CPI(ML) General Secretary Com. Dipankar Bhattacharya saluted the people of Bihar for shattering the BJP’s dream of furthering their agenda of destroying the country’s democratic and multicultural fabric. He pointed out that this result is not the outcome of one single day. Over the last 10 years Nitish has been instrumental in encouraging the growth of the BJP in Bihar. The poor, dalit, working class, students, women, and minorities in Bihar were not happy with this and had always protested, creating the climate for the present mandate. There was anger against the undeclared emergency in the country, earlier expressed by intellectuals returning awards, and now expressed by the people of Bihar. He said that the ‘Mandal-2’ and ‘development’ promises of the Mahagathbandhan government are false promises. Culprits in carnages have been acquitted in spite of overwhelming evidence, activists have been jailed with false cases slapped on them, education and land reforms have been put in cold storage, industries are shutting down, and privatization is rampant in education, health and other sectors. The Left must unite and fight strongly on all these issues.
CPI(M) State Secretariat member Arun Kumar Mishra and CPI State Secretariat member Akhilesh Kumar spoke at the convention. They said that the Bihar elections have brought the Left as a viable third force in India. Nitish and Lalu cannot be relied upon to stop fascist forces; this can be accomplished only by a concerted effort of the united Left.

***

Written instruction A ::
Render the rows as a JSON list of strings, one string per line and with blank lines omitted. Begin at the line that contains "Tag every instance of the microphone stand" and continue through the last line of the rows.

Records to use ::
***

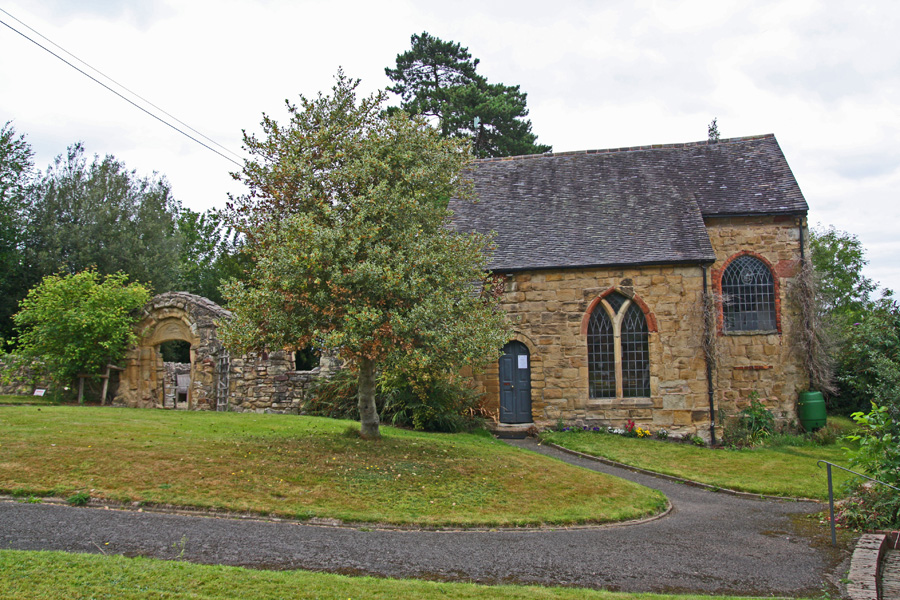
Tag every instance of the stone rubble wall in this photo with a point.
(268, 383)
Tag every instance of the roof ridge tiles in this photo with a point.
(671, 146)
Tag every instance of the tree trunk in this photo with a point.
(368, 413)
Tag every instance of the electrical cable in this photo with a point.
(94, 79)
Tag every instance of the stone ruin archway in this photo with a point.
(173, 316)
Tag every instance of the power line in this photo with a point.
(95, 80)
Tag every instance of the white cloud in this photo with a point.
(822, 76)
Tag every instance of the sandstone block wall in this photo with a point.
(547, 309)
(767, 363)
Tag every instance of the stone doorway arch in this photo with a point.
(173, 316)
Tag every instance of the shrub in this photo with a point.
(872, 505)
(437, 404)
(749, 427)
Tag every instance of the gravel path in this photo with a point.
(710, 543)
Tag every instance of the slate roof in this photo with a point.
(624, 207)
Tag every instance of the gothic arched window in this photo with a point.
(618, 349)
(748, 296)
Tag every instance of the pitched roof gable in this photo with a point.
(628, 206)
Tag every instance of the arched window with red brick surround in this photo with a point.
(748, 295)
(618, 348)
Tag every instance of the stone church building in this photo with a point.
(615, 265)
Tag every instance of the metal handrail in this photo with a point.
(828, 466)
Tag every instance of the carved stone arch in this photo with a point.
(648, 314)
(173, 316)
(718, 273)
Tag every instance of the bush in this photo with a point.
(869, 364)
(443, 404)
(874, 506)
(750, 427)
(438, 404)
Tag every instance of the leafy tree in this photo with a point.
(839, 258)
(99, 214)
(869, 361)
(16, 166)
(210, 253)
(78, 323)
(847, 314)
(438, 79)
(347, 224)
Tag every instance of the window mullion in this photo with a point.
(617, 346)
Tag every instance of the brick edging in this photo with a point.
(865, 567)
(712, 488)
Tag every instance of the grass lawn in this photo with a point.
(778, 471)
(51, 575)
(300, 467)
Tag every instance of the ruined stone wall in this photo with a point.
(549, 309)
(767, 363)
(268, 383)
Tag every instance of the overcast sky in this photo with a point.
(824, 77)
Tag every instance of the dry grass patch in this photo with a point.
(301, 467)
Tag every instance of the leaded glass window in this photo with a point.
(748, 295)
(618, 350)
(635, 354)
(601, 355)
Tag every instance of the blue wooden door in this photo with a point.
(515, 384)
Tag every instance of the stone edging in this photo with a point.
(712, 488)
(170, 509)
(865, 567)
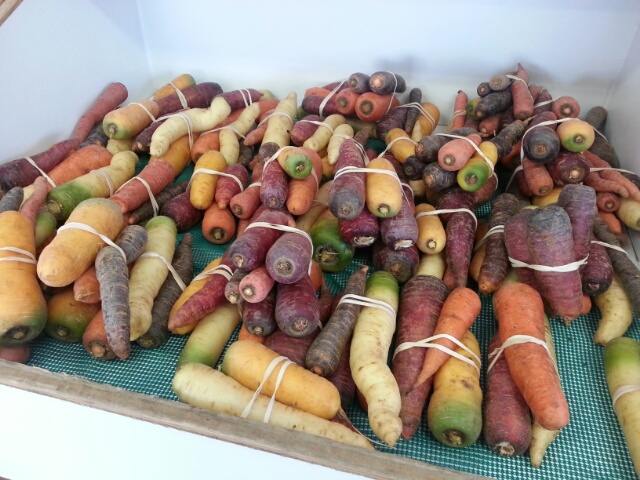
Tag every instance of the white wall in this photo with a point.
(55, 59)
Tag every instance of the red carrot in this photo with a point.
(157, 175)
(256, 284)
(420, 304)
(113, 95)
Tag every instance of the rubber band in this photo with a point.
(153, 119)
(449, 210)
(367, 302)
(274, 363)
(152, 199)
(320, 124)
(209, 171)
(284, 228)
(181, 97)
(517, 340)
(475, 147)
(42, 172)
(394, 141)
(107, 178)
(491, 231)
(325, 100)
(569, 267)
(172, 270)
(282, 114)
(427, 343)
(622, 391)
(89, 229)
(513, 176)
(424, 112)
(224, 270)
(31, 258)
(612, 247)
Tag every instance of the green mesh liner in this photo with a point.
(591, 447)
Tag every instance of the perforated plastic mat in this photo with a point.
(591, 447)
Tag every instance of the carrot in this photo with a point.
(94, 339)
(328, 347)
(551, 244)
(416, 321)
(259, 317)
(522, 98)
(297, 309)
(520, 311)
(346, 101)
(67, 318)
(565, 107)
(86, 287)
(459, 311)
(274, 187)
(371, 107)
(495, 264)
(168, 294)
(193, 119)
(72, 251)
(537, 177)
(454, 154)
(198, 385)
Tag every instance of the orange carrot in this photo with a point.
(607, 201)
(522, 99)
(346, 101)
(371, 107)
(113, 95)
(244, 334)
(134, 193)
(218, 224)
(537, 177)
(95, 341)
(79, 163)
(459, 111)
(458, 313)
(520, 311)
(454, 155)
(302, 192)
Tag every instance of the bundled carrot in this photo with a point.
(520, 311)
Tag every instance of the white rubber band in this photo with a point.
(270, 368)
(367, 302)
(172, 270)
(449, 210)
(87, 228)
(30, 257)
(622, 391)
(612, 247)
(475, 147)
(320, 124)
(107, 179)
(426, 114)
(491, 231)
(153, 119)
(517, 340)
(42, 172)
(428, 343)
(209, 171)
(181, 97)
(569, 267)
(394, 141)
(326, 99)
(284, 228)
(223, 270)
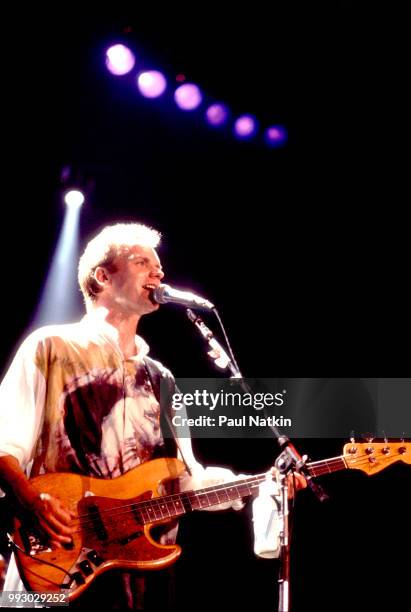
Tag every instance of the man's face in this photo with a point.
(138, 272)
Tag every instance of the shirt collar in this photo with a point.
(96, 321)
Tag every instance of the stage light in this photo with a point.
(119, 59)
(275, 135)
(188, 96)
(245, 126)
(151, 84)
(74, 198)
(217, 114)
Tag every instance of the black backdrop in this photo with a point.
(303, 249)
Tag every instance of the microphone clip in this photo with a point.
(217, 353)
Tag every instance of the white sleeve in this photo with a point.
(22, 398)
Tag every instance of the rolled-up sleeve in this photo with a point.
(22, 395)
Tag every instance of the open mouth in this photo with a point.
(150, 288)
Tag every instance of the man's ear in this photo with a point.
(101, 277)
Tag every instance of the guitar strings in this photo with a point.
(139, 506)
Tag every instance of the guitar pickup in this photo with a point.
(94, 558)
(130, 538)
(76, 577)
(85, 567)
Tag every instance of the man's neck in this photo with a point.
(125, 325)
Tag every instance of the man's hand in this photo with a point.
(54, 519)
(52, 515)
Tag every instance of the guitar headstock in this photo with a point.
(371, 456)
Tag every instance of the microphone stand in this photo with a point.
(287, 462)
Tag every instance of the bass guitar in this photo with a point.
(114, 517)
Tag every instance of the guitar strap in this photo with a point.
(171, 443)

***

Written instruction B ::
Set down the passage on the Bihar election verbatim. Begin at the words "CPI(M) State Secretariat" and stop after "the united Left.".

Response A ::
[
  "Tag every instance of the microphone stand in this photo with a point.",
  "(287, 462)",
  "Tag every instance of the bass guitar in this photo with a point.",
  "(114, 517)",
  "Tag every instance of the guitar strap in this photo with a point.",
  "(171, 443)"
]

Response B ::
CPI(M) State Secretariat member Arun Kumar Mishra and CPI State Secretariat member Akhilesh Kumar spoke at the convention. They said that the Bihar elections have brought the Left as a viable third force in India. Nitish and Lalu cannot be relied upon to stop fascist forces; this can be accomplished only by a concerted effort of the united Left.